[ROWS]:
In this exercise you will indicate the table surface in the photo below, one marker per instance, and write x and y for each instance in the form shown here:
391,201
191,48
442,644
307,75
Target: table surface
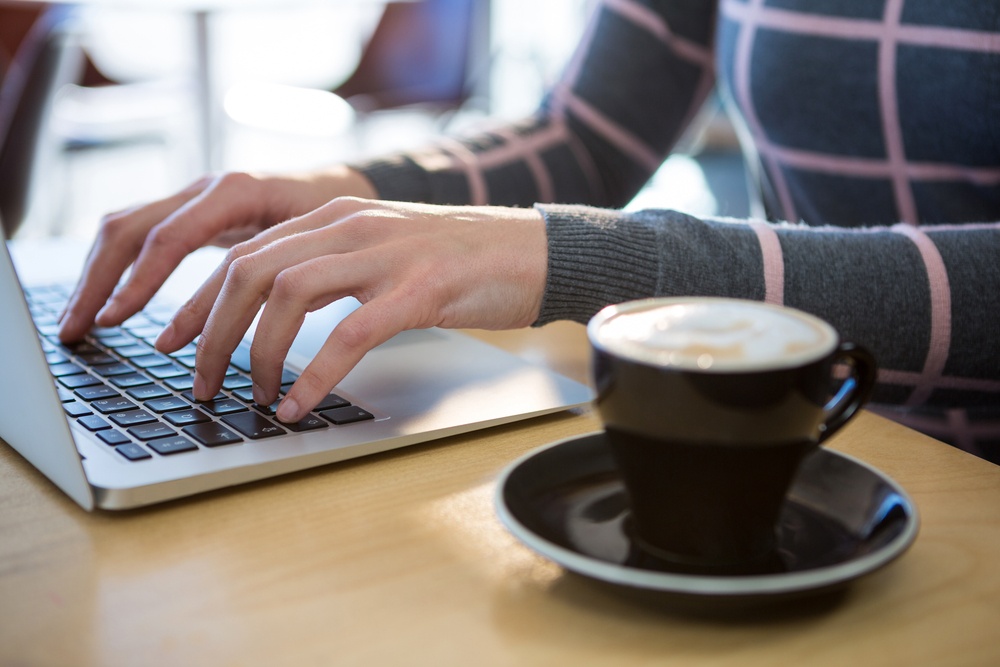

[SET EXERCISE]:
Recast each line of the rows above as a Markdown table with the columns No. and Line, skipping blank lines and leaving the pictures out.

[ANSWER TO THIS PROBLEM]:
| No. | Line |
|---|---|
| 1 | In this exercise you will indicate the table surface in the photo below, one marker per instance, and write x and y for each instance in the form shown here: |
| 2 | 391,201 |
| 3 | 191,48 |
| 4 | 442,644 |
| 5 | 307,75 |
| 6 | Target: table surface |